▶

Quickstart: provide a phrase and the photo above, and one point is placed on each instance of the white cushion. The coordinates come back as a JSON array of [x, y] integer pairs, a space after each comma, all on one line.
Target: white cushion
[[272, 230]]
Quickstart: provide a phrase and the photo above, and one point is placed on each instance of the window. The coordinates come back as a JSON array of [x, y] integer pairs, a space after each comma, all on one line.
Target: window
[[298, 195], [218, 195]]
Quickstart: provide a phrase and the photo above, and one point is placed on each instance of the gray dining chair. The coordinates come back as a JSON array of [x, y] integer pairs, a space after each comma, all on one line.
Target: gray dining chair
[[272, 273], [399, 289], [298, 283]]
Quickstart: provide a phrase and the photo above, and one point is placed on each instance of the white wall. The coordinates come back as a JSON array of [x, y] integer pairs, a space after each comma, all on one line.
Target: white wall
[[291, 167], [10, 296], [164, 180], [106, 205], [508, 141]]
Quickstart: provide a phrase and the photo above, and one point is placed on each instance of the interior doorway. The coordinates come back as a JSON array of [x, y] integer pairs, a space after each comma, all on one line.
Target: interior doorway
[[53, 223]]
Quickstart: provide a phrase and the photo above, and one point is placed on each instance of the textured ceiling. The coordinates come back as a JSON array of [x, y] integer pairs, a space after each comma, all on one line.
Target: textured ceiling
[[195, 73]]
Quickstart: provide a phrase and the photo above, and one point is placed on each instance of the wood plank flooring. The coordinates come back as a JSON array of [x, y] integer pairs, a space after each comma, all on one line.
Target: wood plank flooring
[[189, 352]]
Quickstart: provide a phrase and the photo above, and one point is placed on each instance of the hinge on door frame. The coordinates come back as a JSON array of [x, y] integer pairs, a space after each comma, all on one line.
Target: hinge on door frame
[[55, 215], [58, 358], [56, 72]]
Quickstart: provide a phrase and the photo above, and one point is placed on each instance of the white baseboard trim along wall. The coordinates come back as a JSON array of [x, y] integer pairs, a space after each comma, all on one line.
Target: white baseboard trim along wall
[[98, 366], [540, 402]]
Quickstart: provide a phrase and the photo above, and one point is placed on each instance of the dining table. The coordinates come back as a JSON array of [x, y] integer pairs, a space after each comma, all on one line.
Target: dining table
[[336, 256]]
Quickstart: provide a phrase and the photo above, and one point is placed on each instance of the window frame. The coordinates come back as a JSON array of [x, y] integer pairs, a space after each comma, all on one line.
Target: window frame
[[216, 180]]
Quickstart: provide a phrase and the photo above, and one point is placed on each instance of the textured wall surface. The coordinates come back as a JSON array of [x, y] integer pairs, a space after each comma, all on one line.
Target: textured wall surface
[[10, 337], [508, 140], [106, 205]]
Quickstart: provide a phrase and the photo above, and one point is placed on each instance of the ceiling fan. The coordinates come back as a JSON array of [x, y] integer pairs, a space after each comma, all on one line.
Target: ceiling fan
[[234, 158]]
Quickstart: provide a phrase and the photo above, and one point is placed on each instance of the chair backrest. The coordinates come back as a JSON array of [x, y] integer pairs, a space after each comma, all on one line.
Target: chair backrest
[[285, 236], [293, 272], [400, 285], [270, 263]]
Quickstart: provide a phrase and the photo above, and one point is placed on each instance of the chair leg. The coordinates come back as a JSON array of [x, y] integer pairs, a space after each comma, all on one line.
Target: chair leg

◀

▶ _TASK INSTRUCTIONS_: Return the material above in full, exactly as written.

▶ _EXPECTED OUTPUT_:
Quickstart: provide a phrase and the photo above, and one point is placed on each instance of the white cushion. The coordinates come back as a JSON array of [x, y] integer pairs, a space after each comma, all on one line.
Target: white cushion
[[272, 230]]
Quickstart: provide a phrase and the photo above, and one point is placed on each instance of the window. The coordinates come back as a JSON array of [x, y] integer pairs, a space after each comma, all on one line.
Target: window
[[298, 195], [218, 195]]
Quickstart: provide a phrase and the photo above, and one point is placed on each instance of the gray dining chair. The coordinates come back as a JSON array of [x, y] integer pairs, a space after each comma, all on one line.
Target: gray dining chair
[[272, 273], [399, 289], [298, 283]]
Quickstart: provide a phrase and the photo above, and one point is placed on each instance of the white wall. The coordinates come back as a JSON array of [x, y] integer pairs, a space after each comma, all on one line.
Target: white wall
[[291, 167], [10, 296], [164, 180], [106, 205], [508, 141]]
Quickstart: provide a phrase and the photo above, and one point is placed on each instance of the interior doorway. The coordinates come back as a JSON array of [x, y] integer pairs, a space after each comma, all on one line.
Target: interior doorway
[[53, 223]]
Quickstart: provide a phrase and the photo above, and one point is placed on each instance of the textured ceiling. The coordinates come back as a JSON array of [x, y] integer pairs, a space after each comma, all on one line.
Target: textured ceiling
[[195, 73]]
Quickstart: provide a phrase and the photo above, and one point is placed on each instance of the wood plank flooring. The coordinates come back as a JSON array of [x, y] integer pairs, a space after each comma, all on one line.
Target: wood plank flooring
[[189, 352]]
Quickstart: provide a phrase and the photo above, and one point is placed on each instance of the hinge on door frame. The coordinates come back as a JSON array of [x, y] integer pairs, a space after each comma, all on one line.
Target: hinge on door frame
[[55, 215], [58, 358], [56, 72]]
Quickstart: provide a phrase and the photo above, and one point is placed on each instance of the white baseboard trim along wall. The coordinates come back as a JSON array of [x, y] integer pairs, a space after each comma, all on one line.
Target: white baseboard trim along wall
[[98, 366], [540, 402]]
Quickstart: provide a phrase and the photo above, and one point is placed on each instance of the dining table. The coordinates come back as a JSON array of [x, y] integer pairs, a space after each comma, all on one line.
Target: dining table
[[336, 256]]
Quickstart: provide a phrase and the photo above, and one point is placed on each instance of the window frame. The coordinates come back as a JSON array of [x, y] integer pairs, a space after each comma, all on one line.
Target: window frame
[[216, 180]]
Quickstart: provide a phrase and the photo above, and one point is placed on each instance of the textured wall surface. The coordinates come back as a JSON array of [x, y] integer pairs, a space after each comma, all on one line.
Target: textured wall surface
[[10, 337], [508, 140], [106, 205]]
Quickstart: provide a phrase and the photo above, and one point is placed on each instance of the ceiling fan. The coordinates come back as a JSON array of [x, y] integer pairs, a space after each comma, all on one line.
Target: ceiling fan
[[234, 158]]
Quickstart: provide a phrase and the photo above, and one point is placed on each instance of the chair backrest. The coordinates come back as a JSON array of [x, y] integer pairs, a space after each comma, all on one line.
Target: chair backrest
[[285, 236], [293, 272], [400, 285], [270, 263]]
Quickstart: provide a phrase and the photo above, and one point is placed on each instance of the chair leg. The coordinates come back as a JSON array of [x, y] integer pairs, a space after each comma, all on one line.
Target: chair leg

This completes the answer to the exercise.